• Exercise aim
Present all of the following material as a numbered list, omitting any blank lines.

• Supplied records
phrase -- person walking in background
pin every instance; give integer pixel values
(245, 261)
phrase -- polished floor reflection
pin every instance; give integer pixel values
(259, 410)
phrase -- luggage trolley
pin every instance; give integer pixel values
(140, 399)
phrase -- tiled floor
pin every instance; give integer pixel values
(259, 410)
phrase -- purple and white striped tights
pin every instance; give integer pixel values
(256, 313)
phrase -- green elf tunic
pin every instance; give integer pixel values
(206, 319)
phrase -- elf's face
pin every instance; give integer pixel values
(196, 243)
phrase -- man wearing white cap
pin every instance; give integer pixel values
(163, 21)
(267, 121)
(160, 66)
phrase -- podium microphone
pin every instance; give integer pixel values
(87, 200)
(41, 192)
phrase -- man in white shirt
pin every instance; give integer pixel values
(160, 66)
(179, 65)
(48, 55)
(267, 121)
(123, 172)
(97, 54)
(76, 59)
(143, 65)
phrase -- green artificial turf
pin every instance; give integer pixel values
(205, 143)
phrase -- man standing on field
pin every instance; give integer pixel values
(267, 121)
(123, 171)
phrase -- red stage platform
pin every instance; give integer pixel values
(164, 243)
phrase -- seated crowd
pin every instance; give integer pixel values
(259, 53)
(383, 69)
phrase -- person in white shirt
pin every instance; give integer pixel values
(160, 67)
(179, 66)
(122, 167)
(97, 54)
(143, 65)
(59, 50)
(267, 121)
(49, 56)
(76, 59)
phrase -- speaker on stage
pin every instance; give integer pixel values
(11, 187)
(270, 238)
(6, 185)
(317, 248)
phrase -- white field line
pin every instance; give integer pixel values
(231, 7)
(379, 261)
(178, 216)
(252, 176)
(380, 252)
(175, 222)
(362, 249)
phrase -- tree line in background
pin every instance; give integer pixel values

• Correct response
1. phrase -- person walking in background
2. pin every instance; give integer pixel values
3. (245, 261)
4. phrase -- polished floor reflection
5. pin every instance; give integer pixel values
6. (259, 410)
7. phrase -- luggage trolley
8. pin every instance; give integer pixel values
9. (140, 399)
10. phrase -- tiled floor
11. pin every instance; give integer pixel values
12. (259, 410)
13. phrase -- purple and white striped tights
14. pin every instance; give integer pixel values
15. (256, 313)
16. phrase -- green elf tunic
17. pin every instance; give integer pixel values
18. (206, 319)
19. phrase -- elf's face
20. pin every instance; give integer pixel values
21. (196, 243)
22. phrase -- man wearing white cap
23. pin every instance; give integer pixel values
24. (163, 21)
25. (267, 121)
26. (160, 66)
27. phrase -- podium microphone
28. pin every instance; give integer pixel values
29. (87, 200)
30. (41, 192)
31. phrase -- man in white shirt
32. pin every instance; give integer pixel values
33. (160, 66)
34. (179, 65)
35. (48, 55)
36. (267, 121)
37. (123, 172)
38. (97, 54)
39. (76, 59)
40. (143, 65)
41. phrase -- green artificial turf
42. pin every instance; give integer pixel values
43. (205, 143)
44. phrase -- man standing on field
45. pin every instance; give integer pixel values
46. (267, 121)
47. (123, 171)
48. phrase -- red stage platform
49. pin every instance; give integer pixel values
50. (164, 243)
51. phrase -- seated crowd
52. pin every instance; give integer pixel values
53. (259, 53)
54. (383, 69)
55. phrase -- person in white shirt
56. pin every instance; give integer pixel values
57. (160, 67)
58. (179, 66)
59. (122, 167)
60. (97, 54)
61. (143, 65)
62. (59, 50)
63. (267, 121)
64. (49, 56)
65. (76, 59)
66. phrase -- speaker on stage
67. pin every instance; give integer pixel values
68. (11, 187)
69. (270, 238)
70. (6, 185)
71. (317, 248)
72. phrase -- white field line
73. pin every instance; give integer pixel values
74. (231, 7)
75. (379, 261)
76. (178, 216)
77. (252, 176)
78. (380, 252)
79. (175, 222)
80. (362, 249)
81. phrase -- tree line in background
82. pin every instance; give integer pixel values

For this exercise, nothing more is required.